> _Assignment_
Lines with the string "target" in the data below: report how many there are, and write nothing but the number.

> _Excerpted records_
----------

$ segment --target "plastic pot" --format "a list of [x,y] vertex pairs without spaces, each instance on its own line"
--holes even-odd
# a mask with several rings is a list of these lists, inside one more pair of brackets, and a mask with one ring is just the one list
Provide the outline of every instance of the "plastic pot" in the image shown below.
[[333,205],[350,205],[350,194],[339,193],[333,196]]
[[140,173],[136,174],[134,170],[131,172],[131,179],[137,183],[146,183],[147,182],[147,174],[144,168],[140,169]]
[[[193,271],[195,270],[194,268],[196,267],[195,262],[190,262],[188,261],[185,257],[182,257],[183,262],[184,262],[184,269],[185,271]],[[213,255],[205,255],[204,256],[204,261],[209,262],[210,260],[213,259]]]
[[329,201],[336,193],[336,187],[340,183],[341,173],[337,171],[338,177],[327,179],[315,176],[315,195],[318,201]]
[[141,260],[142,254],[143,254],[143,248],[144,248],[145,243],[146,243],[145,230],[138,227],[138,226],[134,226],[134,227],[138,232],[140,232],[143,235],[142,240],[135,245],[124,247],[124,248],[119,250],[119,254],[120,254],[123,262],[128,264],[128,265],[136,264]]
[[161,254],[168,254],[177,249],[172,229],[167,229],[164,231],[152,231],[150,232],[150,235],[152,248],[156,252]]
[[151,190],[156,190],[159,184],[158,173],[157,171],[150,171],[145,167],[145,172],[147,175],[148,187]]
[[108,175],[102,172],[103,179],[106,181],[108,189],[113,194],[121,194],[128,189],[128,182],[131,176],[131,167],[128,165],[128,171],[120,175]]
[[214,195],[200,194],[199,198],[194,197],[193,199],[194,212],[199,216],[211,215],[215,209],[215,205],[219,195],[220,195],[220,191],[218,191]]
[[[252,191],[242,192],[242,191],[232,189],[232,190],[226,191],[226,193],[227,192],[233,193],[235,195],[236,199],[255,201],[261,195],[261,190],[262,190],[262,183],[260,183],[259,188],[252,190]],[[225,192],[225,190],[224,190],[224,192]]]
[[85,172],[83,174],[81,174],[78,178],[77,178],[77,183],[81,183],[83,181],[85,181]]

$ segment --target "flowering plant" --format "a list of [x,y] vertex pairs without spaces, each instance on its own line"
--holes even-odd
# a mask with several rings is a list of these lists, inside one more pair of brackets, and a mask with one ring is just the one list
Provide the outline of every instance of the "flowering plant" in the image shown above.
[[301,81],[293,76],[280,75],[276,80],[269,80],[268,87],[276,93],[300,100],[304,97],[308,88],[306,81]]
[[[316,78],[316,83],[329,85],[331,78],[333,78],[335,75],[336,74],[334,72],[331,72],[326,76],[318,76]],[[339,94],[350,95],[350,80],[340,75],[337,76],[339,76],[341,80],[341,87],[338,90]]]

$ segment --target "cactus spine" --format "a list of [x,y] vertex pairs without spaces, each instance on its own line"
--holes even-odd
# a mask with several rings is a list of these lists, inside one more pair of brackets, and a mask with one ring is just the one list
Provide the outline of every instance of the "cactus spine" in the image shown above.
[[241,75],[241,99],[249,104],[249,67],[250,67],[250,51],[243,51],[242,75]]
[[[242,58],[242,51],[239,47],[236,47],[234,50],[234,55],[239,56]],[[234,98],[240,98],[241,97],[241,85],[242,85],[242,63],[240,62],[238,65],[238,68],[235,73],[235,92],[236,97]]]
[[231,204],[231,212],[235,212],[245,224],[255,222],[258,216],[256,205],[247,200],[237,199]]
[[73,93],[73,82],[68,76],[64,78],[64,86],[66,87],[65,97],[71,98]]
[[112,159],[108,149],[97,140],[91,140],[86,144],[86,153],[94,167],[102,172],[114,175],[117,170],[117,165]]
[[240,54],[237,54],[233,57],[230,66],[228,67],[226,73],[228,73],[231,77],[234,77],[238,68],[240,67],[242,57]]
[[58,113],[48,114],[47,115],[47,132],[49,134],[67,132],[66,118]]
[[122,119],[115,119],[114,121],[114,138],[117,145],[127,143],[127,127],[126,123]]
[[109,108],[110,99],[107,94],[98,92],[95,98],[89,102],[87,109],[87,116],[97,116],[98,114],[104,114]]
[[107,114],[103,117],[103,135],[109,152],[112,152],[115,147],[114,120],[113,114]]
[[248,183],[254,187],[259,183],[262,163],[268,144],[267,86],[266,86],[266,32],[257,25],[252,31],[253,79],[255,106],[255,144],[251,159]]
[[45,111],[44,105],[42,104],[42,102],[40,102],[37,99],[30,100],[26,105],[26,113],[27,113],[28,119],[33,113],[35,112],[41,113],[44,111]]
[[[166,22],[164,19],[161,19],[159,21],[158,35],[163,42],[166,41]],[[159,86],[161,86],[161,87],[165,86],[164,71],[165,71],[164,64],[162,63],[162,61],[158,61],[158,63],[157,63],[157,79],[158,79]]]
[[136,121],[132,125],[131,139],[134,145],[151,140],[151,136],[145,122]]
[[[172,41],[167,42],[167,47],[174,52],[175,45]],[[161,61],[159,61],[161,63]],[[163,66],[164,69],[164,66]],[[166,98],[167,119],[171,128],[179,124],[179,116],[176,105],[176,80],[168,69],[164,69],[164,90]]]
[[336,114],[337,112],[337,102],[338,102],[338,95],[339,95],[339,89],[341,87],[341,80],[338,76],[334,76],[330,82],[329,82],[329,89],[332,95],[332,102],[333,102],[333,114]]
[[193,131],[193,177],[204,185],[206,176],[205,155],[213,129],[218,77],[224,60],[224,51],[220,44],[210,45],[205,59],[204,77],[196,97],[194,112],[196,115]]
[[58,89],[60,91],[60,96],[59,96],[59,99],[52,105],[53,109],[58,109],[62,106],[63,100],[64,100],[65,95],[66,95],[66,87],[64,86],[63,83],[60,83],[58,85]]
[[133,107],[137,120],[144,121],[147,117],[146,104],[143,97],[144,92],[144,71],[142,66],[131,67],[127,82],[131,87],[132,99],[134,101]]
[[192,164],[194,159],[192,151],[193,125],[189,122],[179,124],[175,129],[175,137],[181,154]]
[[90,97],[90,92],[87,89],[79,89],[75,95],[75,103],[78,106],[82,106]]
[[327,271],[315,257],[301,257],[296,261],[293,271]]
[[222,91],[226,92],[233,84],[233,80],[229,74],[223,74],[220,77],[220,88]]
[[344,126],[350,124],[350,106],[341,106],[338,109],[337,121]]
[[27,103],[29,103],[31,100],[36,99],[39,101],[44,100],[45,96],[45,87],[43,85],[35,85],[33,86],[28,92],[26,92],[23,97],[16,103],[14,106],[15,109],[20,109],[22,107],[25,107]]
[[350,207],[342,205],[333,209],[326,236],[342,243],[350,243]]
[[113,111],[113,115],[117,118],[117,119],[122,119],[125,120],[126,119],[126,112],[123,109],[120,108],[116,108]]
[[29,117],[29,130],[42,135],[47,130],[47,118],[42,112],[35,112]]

----------

> _Exercise response_
3